ゲノム創薬の最大のメリットは、患者個人の遺伝子を調べ、その情報に基づいて最適な医療を提供する「オーダーメード医療」の実現だ。例えば、多くの抗がん剤は20~30%の患者にしか効果がなく、効かない人には重い副作用によって体にダメージを与えてしまう。遺伝子検査で事前に効果が予測できれば、効く患者にだけ薬を使うことができる。無駄な医療費がかからないという点で医療経済的なメリットも大きい。
日本初のオーダーメード医療の薬剤といわれる中外製薬の(転移性)乳がん治療薬「ハーセプチン」は、完全なゲノム創薬とはいえないが、ゲノム創薬の技術を用いた分子標的薬で、遺伝子「HER2」がターゲット。投与前に患者のHER2遺伝子を調べ、陽性の場合にのみ投与する。患者のQOL(生活の質)を低下させることなく生存期間の延長につながる画期的な薬とされる。
イメージ変えた
ノバルティスファーマの慢性骨髄性白血病治療薬「グリベック」は、異常染色体「フィラデルフィア染色体」をターゲットにした分子標的薬。慢性骨髄性白血病の95%にこの異常染色体がみられ、この薬で生存率が飛躍的に伸びた。「不治の病」と考えられていた白血病のイメージを変えた薬として有名だ。
ヒトゲノム情報の解読が完了したのは2003年。当時、治療法のない病気に苦しんでいた患者やその家族は「10年もすれば病気を完治させる薬ができるのでは」と希望を抱いた。アトピー性皮膚炎やエイズ、アルツハイマー、糖尿病や動脈硬化などの生活習慣病に対するゲノム創薬の開発に着手する企業が相次いだのもこの頃だ。

++++++

__課題内容 1__: ゲノム創薬の本文にある「遺伝子検査で事前に効果が予測できれば、効く患者にだけ薬を使うことができる。」を英語に訳せ。
__課題内容 2__: ゲノム創薬の本文のうち「ゲノム創薬の最大のメリットは」から「療経済的なメリットも大きい。」までの部分を、「抗がん剤」を「治療薬」に置き換えて更新せよ。
__課題内容 3__: ゲノム創薬の本文によると、ヒトゲノム情報の解読が完了したのは何年か。
後に続く行は参照しなくてよい。

__元データ__:
++++++

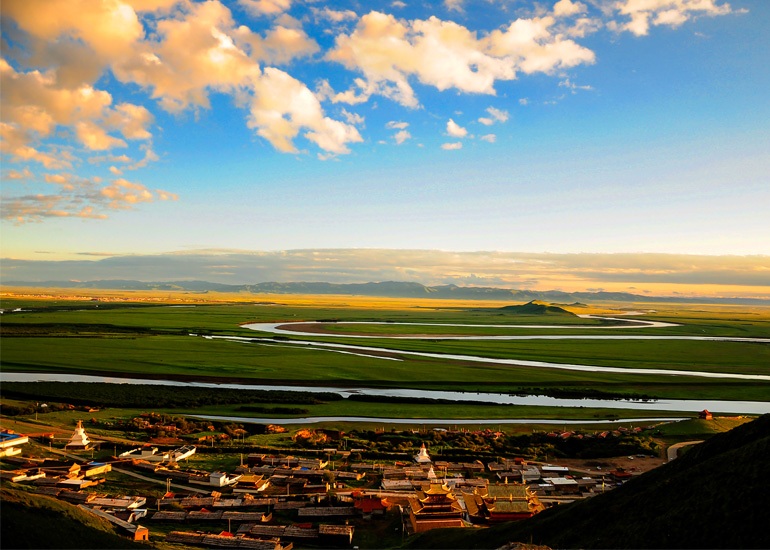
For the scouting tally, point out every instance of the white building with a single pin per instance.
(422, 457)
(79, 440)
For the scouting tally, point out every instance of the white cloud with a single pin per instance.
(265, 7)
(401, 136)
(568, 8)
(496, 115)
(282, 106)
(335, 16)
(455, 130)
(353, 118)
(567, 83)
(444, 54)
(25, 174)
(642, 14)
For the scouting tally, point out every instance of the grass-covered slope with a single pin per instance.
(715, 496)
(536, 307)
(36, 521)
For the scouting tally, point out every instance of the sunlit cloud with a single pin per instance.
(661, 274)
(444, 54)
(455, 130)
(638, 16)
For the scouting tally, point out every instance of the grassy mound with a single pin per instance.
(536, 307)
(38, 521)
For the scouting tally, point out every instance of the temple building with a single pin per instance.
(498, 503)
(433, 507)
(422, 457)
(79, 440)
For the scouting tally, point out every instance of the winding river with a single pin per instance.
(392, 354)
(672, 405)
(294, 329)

++++++

__最終回答 1__: If the effect can be predicted in advance through genetic testing, the drug can be used only for the patients it works on.

__最終回答 2__:
ゲノム創薬の最大のメリットは、患者個人の遺伝子を調べ、その情報に基づいて最適な医療を提供する「オーダーメード医療」の実現だ。例えば、多くの治療薬は20~30%の患者にしか効果がなく、効かない人には重い副作用によって体にダメージを与えてしまう。遺伝子検査で事前に効果が予測できれば、効く患者にだけ薬を使うことができる。無駄な医療費がかからないという点で医療経済的なメリットも大きい。

__最終回答 3__: 2003年。